#### [Written problem]
Below are the records; reproduce all of them exactly but without any images.
--- START OF Data excerpts ---
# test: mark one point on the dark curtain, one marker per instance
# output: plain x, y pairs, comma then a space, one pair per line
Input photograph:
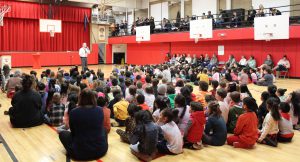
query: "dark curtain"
21, 28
--- END OF Data excerpts ---
#### [Finished answer]
# test: mark one point on the dark curtain, one marker per instance
# output: plain x, y pairs, comma then a space, one pair per line
Input photograph:
query: "dark curtain"
21, 28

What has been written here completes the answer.